### Exercise requirements
Copy out each line of the data that includes the string "light".

===== Supplied entries

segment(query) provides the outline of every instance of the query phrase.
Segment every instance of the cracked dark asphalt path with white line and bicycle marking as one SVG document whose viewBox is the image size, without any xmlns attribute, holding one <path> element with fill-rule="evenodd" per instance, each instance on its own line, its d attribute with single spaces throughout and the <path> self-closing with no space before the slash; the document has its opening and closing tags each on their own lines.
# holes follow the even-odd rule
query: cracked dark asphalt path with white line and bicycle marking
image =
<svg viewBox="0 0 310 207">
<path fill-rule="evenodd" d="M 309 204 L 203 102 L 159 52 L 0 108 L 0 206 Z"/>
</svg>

==========
===== Supplied entries

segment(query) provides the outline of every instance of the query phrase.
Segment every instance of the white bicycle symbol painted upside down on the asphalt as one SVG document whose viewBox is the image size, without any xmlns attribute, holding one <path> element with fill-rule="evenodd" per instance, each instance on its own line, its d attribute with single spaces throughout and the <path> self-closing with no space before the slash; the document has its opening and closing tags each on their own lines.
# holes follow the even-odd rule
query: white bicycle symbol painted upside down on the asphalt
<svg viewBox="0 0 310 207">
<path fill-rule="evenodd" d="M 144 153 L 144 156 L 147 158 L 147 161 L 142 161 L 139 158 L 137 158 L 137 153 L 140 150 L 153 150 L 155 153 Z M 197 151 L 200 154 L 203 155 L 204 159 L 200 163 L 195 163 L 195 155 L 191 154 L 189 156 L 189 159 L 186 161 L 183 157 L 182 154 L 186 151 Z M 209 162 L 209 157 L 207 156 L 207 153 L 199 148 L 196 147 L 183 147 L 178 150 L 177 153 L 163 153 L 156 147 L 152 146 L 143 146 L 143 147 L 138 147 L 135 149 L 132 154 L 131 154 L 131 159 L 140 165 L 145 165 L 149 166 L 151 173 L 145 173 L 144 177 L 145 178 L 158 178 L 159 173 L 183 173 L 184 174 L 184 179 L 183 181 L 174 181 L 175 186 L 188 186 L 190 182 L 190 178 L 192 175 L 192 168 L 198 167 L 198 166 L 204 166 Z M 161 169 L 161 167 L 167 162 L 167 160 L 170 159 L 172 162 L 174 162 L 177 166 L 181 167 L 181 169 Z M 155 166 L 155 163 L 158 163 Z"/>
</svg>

==========
===== Supplied entries

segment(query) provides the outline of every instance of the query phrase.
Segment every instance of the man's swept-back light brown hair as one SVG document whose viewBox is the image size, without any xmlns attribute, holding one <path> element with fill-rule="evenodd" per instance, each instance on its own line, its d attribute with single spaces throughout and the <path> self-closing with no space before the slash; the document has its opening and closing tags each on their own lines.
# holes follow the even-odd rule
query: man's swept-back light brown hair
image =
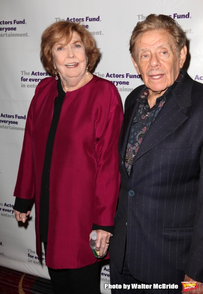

==========

### Written response
Segment every instance of the man's swept-back light brown hair as one SVG document whose viewBox is the image size, without any xmlns attribute, holding one <path> element with fill-rule="evenodd" per instance, each instance on its own line, its d attribute with single spaces throughout and the <path> self-closing with no space before the slash; the document has its opening and closing tags each on their own lines.
query: man's swept-back light brown hair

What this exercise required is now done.